» **DATA PROVIDED**:
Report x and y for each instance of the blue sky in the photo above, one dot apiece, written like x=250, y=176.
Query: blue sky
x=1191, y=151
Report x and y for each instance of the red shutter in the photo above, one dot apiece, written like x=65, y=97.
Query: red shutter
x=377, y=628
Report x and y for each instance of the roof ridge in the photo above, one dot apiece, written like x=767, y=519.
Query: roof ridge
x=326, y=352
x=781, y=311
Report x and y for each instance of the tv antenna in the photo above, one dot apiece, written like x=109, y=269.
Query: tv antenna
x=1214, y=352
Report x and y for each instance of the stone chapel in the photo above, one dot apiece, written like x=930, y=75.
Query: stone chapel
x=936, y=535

» **WORK TO DO**: Reproduce every entry above word for word, keeping each line unchanged and in its original order.

» **RESPONSE**:
Report x and y for each instance of the blue sky in the photo above, one dot apiece, written like x=250, y=176.
Query: blue sky
x=1191, y=151
Report x and y for each instance of the red shutter in the photo above, one dot apiece, written like x=65, y=97.
Query: red shutter
x=377, y=628
Report x and y for each instance of the roof ridge in the photo above, one dot apiece, written like x=767, y=519.
Query: roof ridge
x=326, y=352
x=781, y=311
Report x and y for each instance of the tv antenna in the photo above, one dot apiece, written like x=109, y=269.
Query: tv antenna
x=1214, y=352
Report x and y for each instance of the stone chapel in the photo above, one dot apiece, written like x=930, y=75.
Query: stone chapel
x=936, y=535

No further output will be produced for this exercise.